** Information given follows **

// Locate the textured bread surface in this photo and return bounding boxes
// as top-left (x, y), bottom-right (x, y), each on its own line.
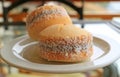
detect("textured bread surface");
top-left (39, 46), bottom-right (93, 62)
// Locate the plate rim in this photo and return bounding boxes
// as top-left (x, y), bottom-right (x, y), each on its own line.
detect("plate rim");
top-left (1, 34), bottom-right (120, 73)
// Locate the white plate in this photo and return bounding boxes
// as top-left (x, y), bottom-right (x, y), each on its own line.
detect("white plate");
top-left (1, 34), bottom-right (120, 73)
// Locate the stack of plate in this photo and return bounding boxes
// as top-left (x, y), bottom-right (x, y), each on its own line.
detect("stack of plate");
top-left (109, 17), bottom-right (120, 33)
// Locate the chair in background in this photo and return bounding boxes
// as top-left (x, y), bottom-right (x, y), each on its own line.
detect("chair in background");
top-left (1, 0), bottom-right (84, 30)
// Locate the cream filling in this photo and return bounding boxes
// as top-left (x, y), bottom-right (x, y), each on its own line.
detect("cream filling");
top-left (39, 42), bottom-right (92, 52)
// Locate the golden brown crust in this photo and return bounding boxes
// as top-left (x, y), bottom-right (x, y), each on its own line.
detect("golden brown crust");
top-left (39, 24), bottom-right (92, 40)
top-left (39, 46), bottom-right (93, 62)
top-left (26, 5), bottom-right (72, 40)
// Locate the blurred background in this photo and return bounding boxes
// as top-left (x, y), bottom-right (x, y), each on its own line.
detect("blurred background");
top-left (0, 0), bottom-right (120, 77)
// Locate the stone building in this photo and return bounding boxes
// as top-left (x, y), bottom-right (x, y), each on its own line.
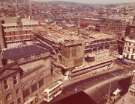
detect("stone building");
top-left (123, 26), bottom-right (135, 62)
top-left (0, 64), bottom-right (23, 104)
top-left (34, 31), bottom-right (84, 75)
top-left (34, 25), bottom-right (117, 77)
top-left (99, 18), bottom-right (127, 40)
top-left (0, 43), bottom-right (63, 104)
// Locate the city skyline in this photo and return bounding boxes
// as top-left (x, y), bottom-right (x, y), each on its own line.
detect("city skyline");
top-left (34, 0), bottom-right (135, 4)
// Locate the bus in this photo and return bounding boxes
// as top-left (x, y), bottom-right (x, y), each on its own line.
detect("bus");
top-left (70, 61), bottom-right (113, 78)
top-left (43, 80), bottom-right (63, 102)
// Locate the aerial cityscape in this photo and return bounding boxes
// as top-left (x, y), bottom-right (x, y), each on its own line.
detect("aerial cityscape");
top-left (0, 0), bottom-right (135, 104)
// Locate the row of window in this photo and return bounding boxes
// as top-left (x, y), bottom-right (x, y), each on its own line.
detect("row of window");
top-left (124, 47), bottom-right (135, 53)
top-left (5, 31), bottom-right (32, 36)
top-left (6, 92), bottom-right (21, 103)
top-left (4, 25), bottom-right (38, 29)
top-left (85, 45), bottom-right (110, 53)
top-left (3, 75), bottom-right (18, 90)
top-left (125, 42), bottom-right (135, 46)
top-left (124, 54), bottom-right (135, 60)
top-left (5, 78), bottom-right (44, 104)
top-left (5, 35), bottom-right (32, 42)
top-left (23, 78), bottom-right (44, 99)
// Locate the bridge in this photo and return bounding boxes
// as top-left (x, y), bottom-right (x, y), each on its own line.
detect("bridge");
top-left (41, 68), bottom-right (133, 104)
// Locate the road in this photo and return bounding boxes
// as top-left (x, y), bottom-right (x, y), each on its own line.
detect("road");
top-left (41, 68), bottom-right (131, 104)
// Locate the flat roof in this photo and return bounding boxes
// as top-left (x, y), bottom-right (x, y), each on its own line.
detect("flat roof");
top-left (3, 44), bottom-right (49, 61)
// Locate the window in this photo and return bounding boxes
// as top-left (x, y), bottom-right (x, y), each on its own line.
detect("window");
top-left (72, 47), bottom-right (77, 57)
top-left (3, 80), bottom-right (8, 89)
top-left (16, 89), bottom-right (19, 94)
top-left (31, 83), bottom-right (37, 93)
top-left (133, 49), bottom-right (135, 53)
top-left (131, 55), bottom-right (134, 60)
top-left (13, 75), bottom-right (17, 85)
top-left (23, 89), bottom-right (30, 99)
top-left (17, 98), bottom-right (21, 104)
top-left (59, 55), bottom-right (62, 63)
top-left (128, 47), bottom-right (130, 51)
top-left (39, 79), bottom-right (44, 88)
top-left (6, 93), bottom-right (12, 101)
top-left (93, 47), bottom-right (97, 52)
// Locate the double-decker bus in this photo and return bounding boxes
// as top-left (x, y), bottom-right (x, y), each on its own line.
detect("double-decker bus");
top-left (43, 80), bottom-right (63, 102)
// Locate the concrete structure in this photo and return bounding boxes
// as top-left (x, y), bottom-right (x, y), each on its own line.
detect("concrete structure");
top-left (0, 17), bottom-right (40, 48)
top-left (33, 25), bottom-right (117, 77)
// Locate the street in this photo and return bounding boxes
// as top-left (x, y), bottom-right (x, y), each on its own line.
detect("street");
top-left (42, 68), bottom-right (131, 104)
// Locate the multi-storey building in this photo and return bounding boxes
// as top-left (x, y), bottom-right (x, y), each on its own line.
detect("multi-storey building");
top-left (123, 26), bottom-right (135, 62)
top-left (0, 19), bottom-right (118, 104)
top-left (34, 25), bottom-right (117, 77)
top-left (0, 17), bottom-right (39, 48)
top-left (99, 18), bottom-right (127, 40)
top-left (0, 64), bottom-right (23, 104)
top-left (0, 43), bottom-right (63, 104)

** End of Information given **

> _Exercise_
Retype each of the entries above exactly as it appears, with no pictures.

> _Result_
// Locate the textured bread surface in this photo and return bounding boxes
// as top-left (x, y), bottom-right (x, y), each on its own line.
detect("textured bread surface");
top-left (39, 46), bottom-right (93, 62)
// Locate the plate rim in this photo and return bounding boxes
// as top-left (x, y), bottom-right (x, y), each on its own line.
detect("plate rim");
top-left (1, 34), bottom-right (120, 73)
// Locate the white plate in this photo and return bounding boxes
// as top-left (x, y), bottom-right (x, y), each on its own line.
detect("white plate");
top-left (1, 34), bottom-right (120, 73)
// Locate the stack of plate in this photo and return bounding boxes
// as top-left (x, y), bottom-right (x, y), each on its own line.
detect("stack of plate");
top-left (109, 17), bottom-right (120, 33)
// Locate the chair in background in this photo and return bounding boxes
// as top-left (x, y), bottom-right (x, y), each on its own line.
detect("chair in background");
top-left (1, 0), bottom-right (84, 30)
// Locate the cream filling in this photo and return bounding boxes
// as top-left (x, y), bottom-right (x, y), each on its own line.
detect("cream filling");
top-left (39, 42), bottom-right (92, 52)
// Locate the golden brown crust in this photo and return bounding boxes
// as top-left (x, y), bottom-right (x, y), each on its own line.
detect("golden brown crust");
top-left (39, 24), bottom-right (92, 40)
top-left (39, 46), bottom-right (93, 62)
top-left (26, 5), bottom-right (72, 40)
// Locate the blurred background in this photo and return bounding boxes
// as top-left (x, y), bottom-right (x, y), each on its own line.
detect("blurred background");
top-left (0, 0), bottom-right (120, 77)
// Locate the stone building in this photo and return bounding boxes
// as top-left (x, y), bottom-right (x, y), each on its own line.
detect("stone building");
top-left (123, 26), bottom-right (135, 62)
top-left (0, 64), bottom-right (23, 104)
top-left (34, 31), bottom-right (84, 75)
top-left (34, 25), bottom-right (117, 77)
top-left (99, 18), bottom-right (127, 40)
top-left (0, 43), bottom-right (63, 104)
// Locate the city skyline in this photo and return bounding boxes
// as top-left (x, y), bottom-right (x, y), each on its own line.
detect("city skyline");
top-left (34, 0), bottom-right (135, 4)
// Locate the bus in this photo and return bounding boxes
// as top-left (x, y), bottom-right (x, y), each on its own line.
detect("bus");
top-left (70, 61), bottom-right (113, 78)
top-left (43, 80), bottom-right (63, 102)
// Locate the aerial cityscape in this photo and return bounding boxes
// as top-left (x, y), bottom-right (x, y), each on its own line.
detect("aerial cityscape");
top-left (0, 0), bottom-right (135, 104)
// Locate the row of window in this photo and return bounding boxes
// as top-left (x, y), bottom-right (x, y), each on its own line.
detect("row of window");
top-left (124, 47), bottom-right (135, 53)
top-left (5, 31), bottom-right (32, 36)
top-left (6, 92), bottom-right (21, 103)
top-left (4, 25), bottom-right (38, 29)
top-left (85, 45), bottom-right (110, 53)
top-left (3, 75), bottom-right (18, 90)
top-left (125, 42), bottom-right (135, 46)
top-left (124, 54), bottom-right (135, 60)
top-left (5, 78), bottom-right (44, 104)
top-left (5, 35), bottom-right (32, 42)
top-left (23, 78), bottom-right (44, 99)
// Locate the bridge in this photo and return bounding boxes
// as top-left (x, y), bottom-right (x, y), each on its own line.
detect("bridge");
top-left (41, 68), bottom-right (133, 104)
// Locate the road in this photo and return bounding boxes
// as top-left (x, y), bottom-right (x, y), each on its own line.
detect("road");
top-left (41, 68), bottom-right (131, 104)
// Locate the flat roof in this photo and return bounding boxes
// as top-left (x, y), bottom-right (x, y), each on its own line.
detect("flat roof");
top-left (3, 44), bottom-right (49, 61)
// Locate the window in this photo and return bounding boxes
// as top-left (x, y), bottom-right (x, y), each on its own line.
detect("window");
top-left (72, 47), bottom-right (77, 57)
top-left (3, 80), bottom-right (8, 89)
top-left (16, 89), bottom-right (19, 94)
top-left (31, 83), bottom-right (37, 93)
top-left (133, 49), bottom-right (135, 53)
top-left (131, 55), bottom-right (134, 60)
top-left (13, 75), bottom-right (17, 85)
top-left (23, 89), bottom-right (30, 99)
top-left (17, 98), bottom-right (21, 104)
top-left (59, 55), bottom-right (62, 63)
top-left (128, 47), bottom-right (130, 51)
top-left (39, 79), bottom-right (44, 88)
top-left (6, 93), bottom-right (12, 101)
top-left (93, 47), bottom-right (97, 52)
// Locate the double-decker bus in this photo and return bounding boxes
// as top-left (x, y), bottom-right (x, y), each on its own line.
detect("double-decker bus");
top-left (43, 80), bottom-right (63, 102)
// Locate the concrete structure in this photo and return bounding boxes
// as top-left (x, y), bottom-right (x, y), each on its own line.
detect("concrete structure");
top-left (0, 17), bottom-right (40, 48)
top-left (33, 25), bottom-right (117, 77)
// Locate the street in this photo and return bounding boxes
// as top-left (x, y), bottom-right (x, y), each on its own line.
detect("street");
top-left (42, 68), bottom-right (131, 104)
// Locate the multi-storey building in this photo and return bounding boxes
// as top-left (x, y), bottom-right (x, y), each on its own line.
detect("multi-storey building");
top-left (123, 26), bottom-right (135, 62)
top-left (0, 19), bottom-right (118, 104)
top-left (34, 25), bottom-right (117, 77)
top-left (0, 17), bottom-right (39, 48)
top-left (99, 18), bottom-right (127, 40)
top-left (0, 64), bottom-right (23, 104)
top-left (0, 43), bottom-right (63, 104)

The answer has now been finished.